▶ _Source excerpt_
Has the city done all it can for queer youth amid the Supreme Court’s decision to hear vital Philadelphia-based LGBTQ+ civil rights case?
Leigh Braden first sought to foster parent an LGBTQ+ youth a few years ago, out of a desire to help at least one person make the often-difficult transition from foster care to independence. The caseworker, though, from a Philadelphia child welfare agency, couldn’t seem to get past Braden’s LGBTQ status. “She didn’t like the idea of him moving into our home,” said Braden, who had married her wife 10 years earlier in France.
“‘He needs parents,‘” Braden recalled the caseworker saying. “‘Will you just be his friends?’”
Braden had already given birth to a child she and her wife parent together. Braden was a social worker and understood this line of questioning as inappropriate. She stayed composed, though, explaining that there would be rules and boundaries — all the nuances of parenting. She won the case manager over and today enjoys a rewarding, ongoing relationship with her foster son. But she shared this story to illustrate how LGBTQ folks face barriers others don’t, and now those barriers might grow higher.
In February, the Supreme Court agreed to hear the case Fulton v. City of Philadelphia, which began two years ago, after an Inquirer article exposed two child welfare agencies that refused to accept LGBTQ people as foster parents. Mayor Jim Kenney quickly prohibited both agencies from taking in foster kids, provoking one, Bethany Christian Services, to end its discriminatory policies. The other, Catholic Social Services, dug in and sued, claiming the city’s decision violated its ability to freely practice its faith. That argument lost in federal district court and a subsequent appeal, as the city fought for its right to ensure contractors obey its nondiscrimination policies. Now the conservative Supreme Court could hear the case — with far-reaching consequences — as early as this fall.
“It’s horribly scary,” said Braden, who worries about which of her rights could be curtailed next.
Acting Executive Director at The Attic, a nonprofit serving LGBTQ youth, Shawnese Givens, said, “A judgment in favor of Fulton would give institutions license to discriminate against LGBTQ people and deny foster children placement in loving, stable homes,” adding that agencies could discriminate in a variety of ways, including placing LGBTQ foster children with “disaffirming parents who could cause emotional harm” or fight against reunifying a family if the parents’ religion, sexual orientation, or gender identity doesn’t align with the agency’s religious beliefs.”

▶ _Required actions_
a. Return the stretch of the foster care article from "Leigh Braden first" through "earlier in France.", copied word for word.
b. In the foster care article, which agency ended its discriminatory policies after Mayor Jim Kenney barred it from taking in foster kids?
The rows that come next are separate material, apart from the foster care article.

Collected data
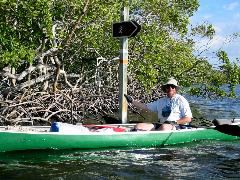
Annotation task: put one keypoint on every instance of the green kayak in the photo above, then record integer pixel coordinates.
(39, 137)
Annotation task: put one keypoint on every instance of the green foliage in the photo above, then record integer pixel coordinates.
(231, 72)
(161, 50)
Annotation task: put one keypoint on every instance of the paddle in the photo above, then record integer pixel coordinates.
(227, 127)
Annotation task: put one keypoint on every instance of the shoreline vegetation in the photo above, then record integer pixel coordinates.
(60, 62)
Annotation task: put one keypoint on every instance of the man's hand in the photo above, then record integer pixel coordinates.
(128, 98)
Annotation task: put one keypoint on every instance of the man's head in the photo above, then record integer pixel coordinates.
(170, 87)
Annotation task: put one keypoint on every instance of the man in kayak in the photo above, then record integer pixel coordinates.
(173, 110)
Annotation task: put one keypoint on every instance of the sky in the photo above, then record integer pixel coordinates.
(224, 15)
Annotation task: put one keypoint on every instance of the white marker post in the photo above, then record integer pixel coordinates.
(123, 106)
(123, 30)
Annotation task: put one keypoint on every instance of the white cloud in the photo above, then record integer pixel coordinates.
(231, 6)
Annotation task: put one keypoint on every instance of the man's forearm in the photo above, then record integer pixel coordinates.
(184, 120)
(140, 105)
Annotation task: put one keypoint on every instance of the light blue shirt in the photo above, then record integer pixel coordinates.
(170, 109)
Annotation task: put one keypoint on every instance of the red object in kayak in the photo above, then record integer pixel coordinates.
(114, 128)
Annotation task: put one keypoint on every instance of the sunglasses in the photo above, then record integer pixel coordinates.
(170, 85)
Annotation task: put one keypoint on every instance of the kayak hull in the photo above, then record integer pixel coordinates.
(11, 140)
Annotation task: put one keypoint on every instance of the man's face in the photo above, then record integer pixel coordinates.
(171, 90)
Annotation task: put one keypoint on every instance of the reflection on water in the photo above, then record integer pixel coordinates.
(196, 160)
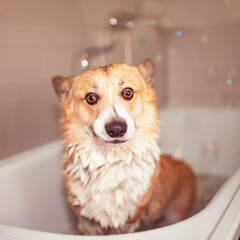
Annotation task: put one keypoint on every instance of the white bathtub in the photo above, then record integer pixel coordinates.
(32, 200)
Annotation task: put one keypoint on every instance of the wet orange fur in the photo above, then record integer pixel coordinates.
(172, 185)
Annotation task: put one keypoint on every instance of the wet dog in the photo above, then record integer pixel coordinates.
(116, 179)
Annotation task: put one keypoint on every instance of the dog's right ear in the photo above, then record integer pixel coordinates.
(62, 86)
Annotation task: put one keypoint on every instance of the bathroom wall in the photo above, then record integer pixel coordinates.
(38, 40)
(193, 43)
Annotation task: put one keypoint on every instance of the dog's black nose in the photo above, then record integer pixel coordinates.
(116, 129)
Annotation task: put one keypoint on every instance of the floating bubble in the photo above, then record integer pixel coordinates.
(179, 33)
(229, 89)
(113, 21)
(159, 58)
(210, 70)
(204, 38)
(152, 22)
(130, 24)
(233, 71)
(84, 63)
(229, 81)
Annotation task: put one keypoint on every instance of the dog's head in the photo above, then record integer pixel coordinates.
(110, 104)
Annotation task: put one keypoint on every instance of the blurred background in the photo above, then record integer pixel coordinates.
(194, 44)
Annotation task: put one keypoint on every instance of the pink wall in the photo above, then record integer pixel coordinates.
(40, 39)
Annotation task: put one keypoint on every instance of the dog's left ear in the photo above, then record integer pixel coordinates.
(62, 86)
(147, 70)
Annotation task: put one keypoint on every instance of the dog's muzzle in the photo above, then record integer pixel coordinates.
(116, 129)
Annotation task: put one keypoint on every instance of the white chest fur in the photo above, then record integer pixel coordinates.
(110, 183)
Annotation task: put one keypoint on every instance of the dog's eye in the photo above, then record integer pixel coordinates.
(127, 93)
(91, 98)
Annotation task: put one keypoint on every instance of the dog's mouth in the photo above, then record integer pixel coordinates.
(116, 141)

▶ _Set of answers_
a.
Leigh Braden first sought to foster parent an LGBTQ+ youth a few years ago, out of a desire to help at least one person make the often-difficult transition from foster care to independence. The caseworker, though, from a Philadelphia child welfare agency, couldn’t seem to get past Braden’s LGBTQ status. “She didn’t like the idea of him moving into our home,” said Braden, who had married her wife 10 years earlier in France.

b. Bethany Christian Services